What you are asked to do: List every line in the records below that contains the string "woman", copying each line in full. Matching is case-sensitive.

Data rows:
::::::::

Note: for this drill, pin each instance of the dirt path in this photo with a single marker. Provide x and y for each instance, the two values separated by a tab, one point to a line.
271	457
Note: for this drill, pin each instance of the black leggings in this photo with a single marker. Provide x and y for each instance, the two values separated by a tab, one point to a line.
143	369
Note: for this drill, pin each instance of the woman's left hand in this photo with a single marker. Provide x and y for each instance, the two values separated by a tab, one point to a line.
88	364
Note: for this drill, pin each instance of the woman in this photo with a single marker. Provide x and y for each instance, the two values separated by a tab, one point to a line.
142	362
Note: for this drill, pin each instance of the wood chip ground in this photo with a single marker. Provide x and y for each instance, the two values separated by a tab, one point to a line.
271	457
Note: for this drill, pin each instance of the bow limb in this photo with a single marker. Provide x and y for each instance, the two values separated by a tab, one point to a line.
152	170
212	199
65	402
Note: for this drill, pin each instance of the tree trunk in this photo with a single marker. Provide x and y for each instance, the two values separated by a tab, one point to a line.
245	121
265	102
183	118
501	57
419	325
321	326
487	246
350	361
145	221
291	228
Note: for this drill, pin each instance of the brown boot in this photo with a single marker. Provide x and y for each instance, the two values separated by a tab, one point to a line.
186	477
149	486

::::::::

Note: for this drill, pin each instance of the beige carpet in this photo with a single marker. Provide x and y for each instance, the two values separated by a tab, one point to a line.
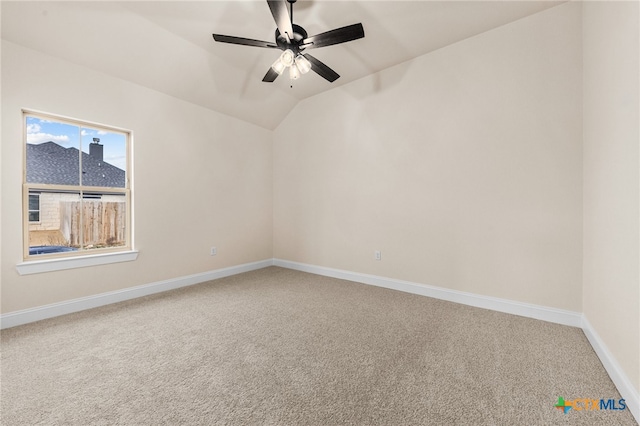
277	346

::::::::

Exercise answer:
Note: for this drill, pin each instance of the woman's left hand in this photo with a single marker. Provide x and y for each instance, the two values separated by a tab, one point to a line.
Note: for this drill, pin each instance of the woman in this photo with a single marker. Provide x and y for each instance, the two values separated by a tab, one point to a line.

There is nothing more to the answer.